Return all lines from the listing below in which "dragon" appears.

*** Opening Supplied records ***

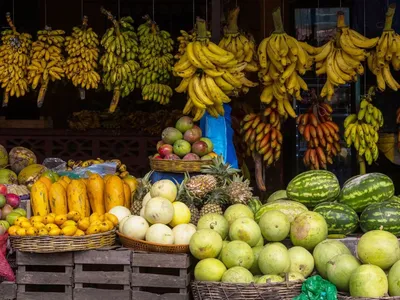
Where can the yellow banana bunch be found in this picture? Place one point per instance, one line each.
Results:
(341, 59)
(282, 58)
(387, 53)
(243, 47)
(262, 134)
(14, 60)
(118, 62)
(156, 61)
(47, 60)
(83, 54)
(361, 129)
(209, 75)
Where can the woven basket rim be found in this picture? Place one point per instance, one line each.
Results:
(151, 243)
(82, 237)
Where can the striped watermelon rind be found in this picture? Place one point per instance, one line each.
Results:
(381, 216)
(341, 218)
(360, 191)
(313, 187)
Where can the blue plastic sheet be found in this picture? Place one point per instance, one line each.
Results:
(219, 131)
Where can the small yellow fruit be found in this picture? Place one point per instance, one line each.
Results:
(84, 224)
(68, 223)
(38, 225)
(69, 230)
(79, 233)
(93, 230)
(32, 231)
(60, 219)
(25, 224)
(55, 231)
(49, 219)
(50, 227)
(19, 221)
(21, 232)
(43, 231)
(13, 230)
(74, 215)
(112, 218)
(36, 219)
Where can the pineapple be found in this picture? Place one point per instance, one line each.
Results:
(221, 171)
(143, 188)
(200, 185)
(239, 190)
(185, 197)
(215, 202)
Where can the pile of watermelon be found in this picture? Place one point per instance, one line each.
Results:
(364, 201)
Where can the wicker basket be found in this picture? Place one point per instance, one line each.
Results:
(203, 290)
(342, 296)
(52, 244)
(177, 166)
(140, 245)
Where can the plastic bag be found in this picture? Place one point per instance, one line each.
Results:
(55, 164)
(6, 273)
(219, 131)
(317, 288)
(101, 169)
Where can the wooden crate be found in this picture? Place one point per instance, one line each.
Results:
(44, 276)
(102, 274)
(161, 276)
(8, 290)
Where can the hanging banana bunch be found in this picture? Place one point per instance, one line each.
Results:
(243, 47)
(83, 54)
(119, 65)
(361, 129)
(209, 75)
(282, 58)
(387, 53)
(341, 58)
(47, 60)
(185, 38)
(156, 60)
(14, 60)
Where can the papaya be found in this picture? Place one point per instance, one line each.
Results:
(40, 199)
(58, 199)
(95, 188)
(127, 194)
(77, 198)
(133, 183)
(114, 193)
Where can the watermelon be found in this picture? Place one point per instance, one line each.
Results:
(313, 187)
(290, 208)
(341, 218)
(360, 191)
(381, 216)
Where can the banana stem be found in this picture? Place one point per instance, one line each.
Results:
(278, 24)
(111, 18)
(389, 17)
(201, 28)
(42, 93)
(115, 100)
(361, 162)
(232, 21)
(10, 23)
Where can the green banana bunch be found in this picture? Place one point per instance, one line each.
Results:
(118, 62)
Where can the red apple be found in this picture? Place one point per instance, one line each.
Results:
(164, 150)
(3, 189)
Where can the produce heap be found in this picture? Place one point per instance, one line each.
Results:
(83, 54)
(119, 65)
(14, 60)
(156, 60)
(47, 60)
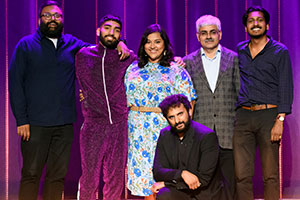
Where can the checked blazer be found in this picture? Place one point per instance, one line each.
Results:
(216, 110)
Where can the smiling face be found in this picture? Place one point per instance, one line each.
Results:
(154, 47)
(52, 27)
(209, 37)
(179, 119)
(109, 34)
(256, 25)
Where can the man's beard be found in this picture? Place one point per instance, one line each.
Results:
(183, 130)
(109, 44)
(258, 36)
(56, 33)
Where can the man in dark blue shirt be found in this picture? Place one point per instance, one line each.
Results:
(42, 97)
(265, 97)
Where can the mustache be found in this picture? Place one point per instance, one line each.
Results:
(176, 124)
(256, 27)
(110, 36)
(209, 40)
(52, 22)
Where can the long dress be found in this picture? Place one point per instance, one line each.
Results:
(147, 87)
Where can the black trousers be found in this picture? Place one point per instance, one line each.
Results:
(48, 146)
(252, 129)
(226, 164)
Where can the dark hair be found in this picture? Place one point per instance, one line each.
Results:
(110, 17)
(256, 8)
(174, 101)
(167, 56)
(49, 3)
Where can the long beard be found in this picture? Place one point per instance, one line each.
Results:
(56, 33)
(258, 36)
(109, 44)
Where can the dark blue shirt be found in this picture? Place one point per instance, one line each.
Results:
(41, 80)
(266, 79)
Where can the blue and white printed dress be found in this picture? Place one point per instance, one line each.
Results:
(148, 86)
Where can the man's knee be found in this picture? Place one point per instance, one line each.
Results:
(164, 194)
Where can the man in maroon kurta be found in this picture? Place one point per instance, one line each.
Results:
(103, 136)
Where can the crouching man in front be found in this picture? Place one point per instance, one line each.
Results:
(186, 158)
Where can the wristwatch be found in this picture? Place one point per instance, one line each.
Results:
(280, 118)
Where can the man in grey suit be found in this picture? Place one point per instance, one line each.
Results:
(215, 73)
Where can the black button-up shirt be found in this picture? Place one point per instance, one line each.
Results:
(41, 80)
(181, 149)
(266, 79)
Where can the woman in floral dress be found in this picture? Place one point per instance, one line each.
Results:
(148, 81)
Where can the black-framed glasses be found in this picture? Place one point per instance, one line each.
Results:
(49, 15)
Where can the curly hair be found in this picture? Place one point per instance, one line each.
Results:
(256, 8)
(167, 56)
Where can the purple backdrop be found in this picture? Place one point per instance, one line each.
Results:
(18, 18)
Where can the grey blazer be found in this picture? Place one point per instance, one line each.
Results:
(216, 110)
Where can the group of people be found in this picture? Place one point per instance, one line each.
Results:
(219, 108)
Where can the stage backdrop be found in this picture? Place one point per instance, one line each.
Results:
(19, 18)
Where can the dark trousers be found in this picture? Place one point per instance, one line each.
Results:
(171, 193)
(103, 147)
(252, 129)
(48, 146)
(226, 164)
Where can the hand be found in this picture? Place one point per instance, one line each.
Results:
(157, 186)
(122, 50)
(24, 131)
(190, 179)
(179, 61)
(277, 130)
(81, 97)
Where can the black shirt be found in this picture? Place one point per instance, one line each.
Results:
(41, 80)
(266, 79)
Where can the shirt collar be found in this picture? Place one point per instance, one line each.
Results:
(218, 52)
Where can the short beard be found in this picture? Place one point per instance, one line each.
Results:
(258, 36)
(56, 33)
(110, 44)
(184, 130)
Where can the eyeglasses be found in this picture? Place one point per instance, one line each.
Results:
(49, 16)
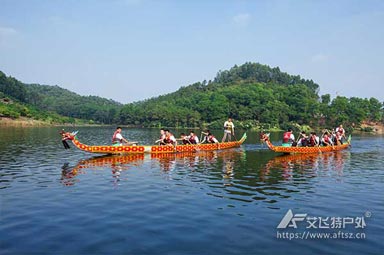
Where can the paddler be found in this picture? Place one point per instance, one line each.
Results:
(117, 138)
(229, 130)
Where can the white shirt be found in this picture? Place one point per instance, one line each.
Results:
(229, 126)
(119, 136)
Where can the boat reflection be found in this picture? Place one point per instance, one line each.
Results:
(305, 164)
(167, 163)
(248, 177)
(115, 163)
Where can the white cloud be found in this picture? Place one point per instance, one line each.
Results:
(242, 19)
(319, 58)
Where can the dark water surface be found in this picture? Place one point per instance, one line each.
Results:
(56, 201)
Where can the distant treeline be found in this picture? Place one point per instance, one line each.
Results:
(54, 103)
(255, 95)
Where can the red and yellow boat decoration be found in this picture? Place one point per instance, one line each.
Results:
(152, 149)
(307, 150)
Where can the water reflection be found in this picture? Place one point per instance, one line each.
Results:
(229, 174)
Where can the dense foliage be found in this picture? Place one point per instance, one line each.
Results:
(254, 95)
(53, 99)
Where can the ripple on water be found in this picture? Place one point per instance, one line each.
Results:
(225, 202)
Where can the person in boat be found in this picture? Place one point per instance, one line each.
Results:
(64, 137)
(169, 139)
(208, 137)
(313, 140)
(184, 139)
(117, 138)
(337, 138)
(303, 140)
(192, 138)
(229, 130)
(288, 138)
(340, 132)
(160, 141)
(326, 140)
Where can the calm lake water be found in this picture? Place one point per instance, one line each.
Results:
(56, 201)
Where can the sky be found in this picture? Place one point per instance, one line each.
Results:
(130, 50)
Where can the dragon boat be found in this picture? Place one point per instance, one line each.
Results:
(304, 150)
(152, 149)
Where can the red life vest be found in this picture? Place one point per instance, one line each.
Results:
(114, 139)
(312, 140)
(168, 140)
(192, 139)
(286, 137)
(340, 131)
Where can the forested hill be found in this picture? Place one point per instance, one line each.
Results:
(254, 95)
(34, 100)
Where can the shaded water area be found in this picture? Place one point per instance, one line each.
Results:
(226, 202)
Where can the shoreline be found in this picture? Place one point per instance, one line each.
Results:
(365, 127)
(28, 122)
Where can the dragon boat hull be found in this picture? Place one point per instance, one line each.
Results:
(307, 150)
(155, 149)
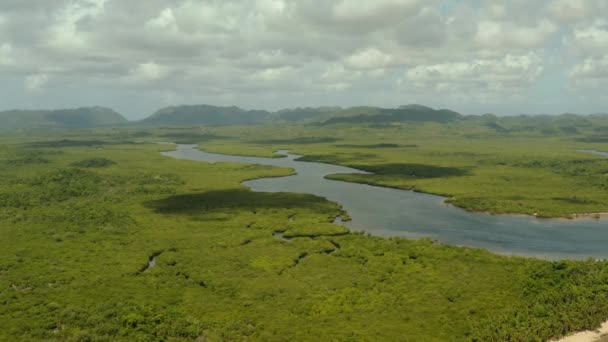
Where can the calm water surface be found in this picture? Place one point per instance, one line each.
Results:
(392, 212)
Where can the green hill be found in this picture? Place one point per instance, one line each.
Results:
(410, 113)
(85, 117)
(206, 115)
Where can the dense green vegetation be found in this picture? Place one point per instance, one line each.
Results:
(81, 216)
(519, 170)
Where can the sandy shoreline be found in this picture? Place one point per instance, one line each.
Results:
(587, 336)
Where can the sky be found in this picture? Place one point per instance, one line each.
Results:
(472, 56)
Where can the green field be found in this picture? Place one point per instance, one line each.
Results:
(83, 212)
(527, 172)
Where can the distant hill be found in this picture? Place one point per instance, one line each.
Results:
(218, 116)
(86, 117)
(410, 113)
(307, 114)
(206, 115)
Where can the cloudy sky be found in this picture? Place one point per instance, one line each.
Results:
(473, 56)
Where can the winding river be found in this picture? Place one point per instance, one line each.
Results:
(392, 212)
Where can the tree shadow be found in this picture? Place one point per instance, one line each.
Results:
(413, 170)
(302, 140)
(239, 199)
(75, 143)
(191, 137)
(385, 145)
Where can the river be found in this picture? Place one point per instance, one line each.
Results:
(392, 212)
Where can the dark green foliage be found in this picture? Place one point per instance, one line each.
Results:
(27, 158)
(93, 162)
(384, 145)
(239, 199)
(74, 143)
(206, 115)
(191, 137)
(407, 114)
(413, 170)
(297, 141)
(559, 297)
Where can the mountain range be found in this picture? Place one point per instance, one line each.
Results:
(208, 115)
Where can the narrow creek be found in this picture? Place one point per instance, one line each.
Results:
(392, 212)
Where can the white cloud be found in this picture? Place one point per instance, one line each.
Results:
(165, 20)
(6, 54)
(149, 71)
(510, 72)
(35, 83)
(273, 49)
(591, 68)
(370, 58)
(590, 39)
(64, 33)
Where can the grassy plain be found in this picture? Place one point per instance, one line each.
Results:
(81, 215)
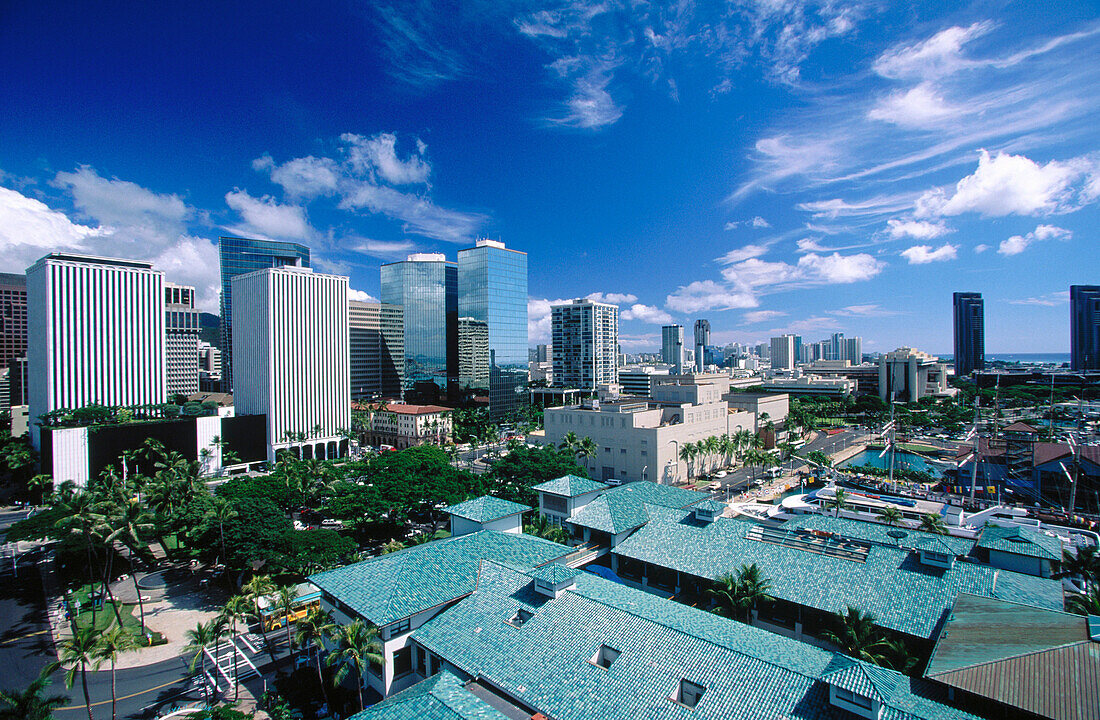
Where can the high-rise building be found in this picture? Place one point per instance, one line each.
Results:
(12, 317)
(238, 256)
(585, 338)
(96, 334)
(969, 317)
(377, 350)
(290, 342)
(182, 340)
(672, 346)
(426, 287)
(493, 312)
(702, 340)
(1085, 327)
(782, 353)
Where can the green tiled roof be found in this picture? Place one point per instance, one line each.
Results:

*** Closing Supplied records ***

» Result for this task:
Where can the dragon boat be found in this picture? Place one point per instance, one line each.
Where can the dragon boat hull be found in this picture? Place one point per instance, one line each.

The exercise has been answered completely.